→ **Testo estratto**
****

Sea Watch 3 e Carola Rackete, rispettivamente nave e capitano di nave più popolari delle ultime giornate continuano a fare notizia. Erano le ore 1:50 del 29 giugno quando il comandante del grosso Cargo da 6 tonnellate ha spinto la nave fino alla banchina del porto commerciale di Lampedusa, senza autorizzazione e speronando una motovedetta della Guardia di finanza che cercava di impedirne l'attracco. Il capitano accusata di violenza e resistenza a nave da guerra è stata subito arrestata e messa ai domiciliari in una casa di Lampedusa presa in fitto dalla Ong tedesca.

Oggi c'è stata l'udienza di convalida degli arresti, un interrogatorio durato la bellezza di oltre 2 ore. Come ipotizzato durante le ore immediatamente precedenti il via del confronto davanti al Gip incaricato, la Rackete domani sarà liberata dagli arresti domiciliari e su di lei scatterà il divieto di dimora a Lampedusa e in tutta la provincia di Agrigento oltre ad una probabile espulsione dalla penisola.

Due filoni di inchiesta

Subito dopo il fermo ad opera della Guardia di finanza, più o meno un'oretta dopo l'attracco della Sea Watch, la Rackete pare abbia chiesto scusa ai finanzieri che erano sulla motovedetta che hanno rischiato di essere schiacciati dalla nave. Il Gip ha confermato la detenzione rimandando a domani la decisione sul divieto di dimora.

Tra le accuse mosse dalla Procura e confermate dal Gip non c'è quella di tentato naufragio come inizialmente previsto, un'accusa che da sola vale fino a 12 anni di carcere. Restano quelle di violenza e resistenza a nave da guerra che invece prevedono da 3 a 10 anni di reclusione, anche se i legali della Rackete stanno provando a smontare il fatto che una motovedetta della Guardia di finanza possa essere considerata una nave da guerra.

Parallelamente a queste accuse si muove sempre il secondo filone di inchiesta, quello relativo al grave reato di favoreggiamento all'immigrazione clandestina. Secondo la Procura bisogna appurare se il recupero dei migranti in acque libiche è stato reso necessario dalla mancanza di sicurezza della zona Sar libica.

La difesa della Rackete non ha convinto la Procura

"Non volevo speronare i finanzieri" queste le parole del capitano tedesco, Carola Rackete, pronunciate ieri ed anche oggi davanti al Gip. Per la Procura però questo non può essere sufficiente perché la manovra è stata irruenta e volontaria e, soprattutto, non reggono le motivazioni addotte dalla Rackete circa la necessità del suo comportamento. La capitana aveva dichiarato (cosa ripetuta pari pari anche oggi davanti il Gip), che la manovra era obbligatoria, che aveva atteso il via libera del governo italiano all'attracco, ma dopo il bollettino medico che parlava di situazione sanitaria compromessa per molti dei 40 migranti a bordo (secondo la Rackete qualcuno pensava al suicidio), ha deciso di forzare il blocco della Gdf.

Una tesi che per la Procura non regge perché nella documentazione non c'è nulla che comprovi le urgenze di cui parla la Rackete. È vero che erano 17 giorni che la nave era in mare ma chi era a bordo aveva ricevuto assistenza medica da terra.

****

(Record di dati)
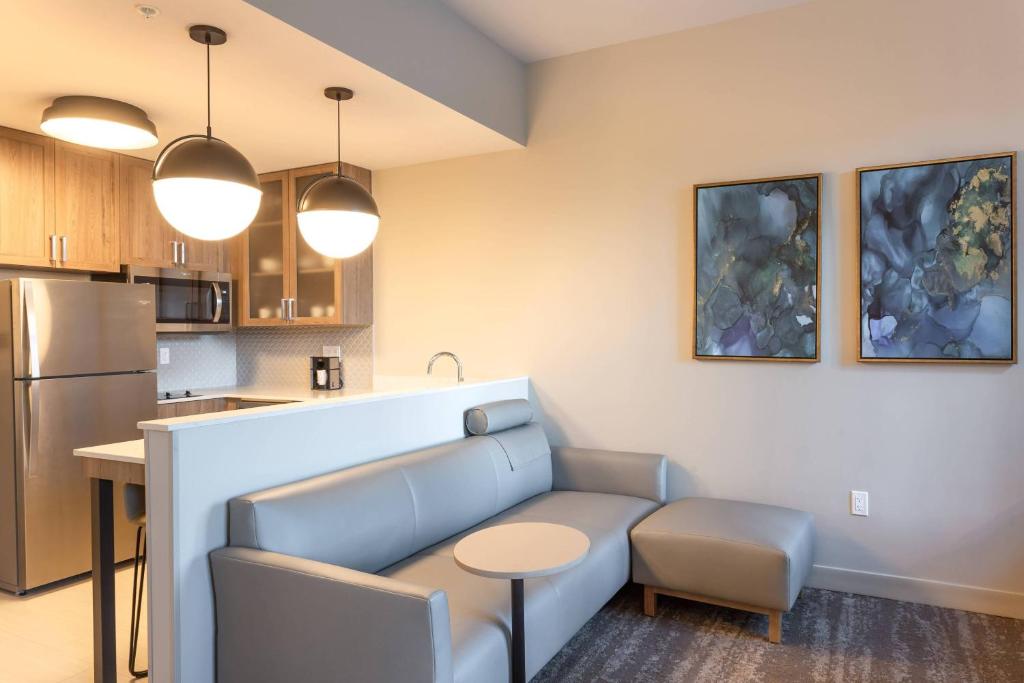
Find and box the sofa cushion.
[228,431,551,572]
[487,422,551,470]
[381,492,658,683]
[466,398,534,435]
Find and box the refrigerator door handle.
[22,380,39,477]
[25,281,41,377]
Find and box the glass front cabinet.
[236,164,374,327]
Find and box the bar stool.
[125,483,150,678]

****

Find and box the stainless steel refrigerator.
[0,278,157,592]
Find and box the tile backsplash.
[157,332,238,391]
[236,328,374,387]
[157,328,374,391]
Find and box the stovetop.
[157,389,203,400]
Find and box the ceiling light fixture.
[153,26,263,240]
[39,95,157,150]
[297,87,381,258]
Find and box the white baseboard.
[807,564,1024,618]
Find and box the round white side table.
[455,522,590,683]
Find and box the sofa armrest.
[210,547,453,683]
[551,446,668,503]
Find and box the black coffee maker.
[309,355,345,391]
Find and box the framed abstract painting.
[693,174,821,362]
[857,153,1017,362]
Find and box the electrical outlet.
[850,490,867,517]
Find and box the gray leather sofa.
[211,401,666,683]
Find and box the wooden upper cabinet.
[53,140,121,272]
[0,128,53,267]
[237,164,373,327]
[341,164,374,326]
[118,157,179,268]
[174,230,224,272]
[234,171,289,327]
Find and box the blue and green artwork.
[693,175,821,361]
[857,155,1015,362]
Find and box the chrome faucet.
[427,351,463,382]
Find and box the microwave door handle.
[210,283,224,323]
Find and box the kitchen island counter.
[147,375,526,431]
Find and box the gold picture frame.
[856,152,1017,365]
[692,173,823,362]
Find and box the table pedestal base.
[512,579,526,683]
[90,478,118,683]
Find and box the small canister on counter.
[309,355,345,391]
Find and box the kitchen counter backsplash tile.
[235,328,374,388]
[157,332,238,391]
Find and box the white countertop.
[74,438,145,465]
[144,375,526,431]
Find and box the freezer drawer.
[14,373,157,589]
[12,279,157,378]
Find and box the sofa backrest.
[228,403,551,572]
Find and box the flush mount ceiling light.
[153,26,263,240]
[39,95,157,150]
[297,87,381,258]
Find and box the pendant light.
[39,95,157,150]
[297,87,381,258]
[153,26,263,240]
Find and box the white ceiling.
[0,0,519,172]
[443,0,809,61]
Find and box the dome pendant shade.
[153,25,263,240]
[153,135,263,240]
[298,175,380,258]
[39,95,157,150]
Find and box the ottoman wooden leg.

****

Estragga dall'articolo su Carola Rackete e la Sea Watch 3 tutto ciò che va da "Subito dopo il" giù fino a "divieto di dimora.".

Subito dopo il fermo ad opera della Guardia di finanza, più o meno un'oretta dopo l'attracco della Sea Watch, la Rackete pare abbia chiesto scusa ai finanzieri che erano sulla motovedetta che hanno rischiato di essere schiacciati dalla nave. Il Gip ha confermato la detenzione rimandando a domani la decisione sul divieto di dimora.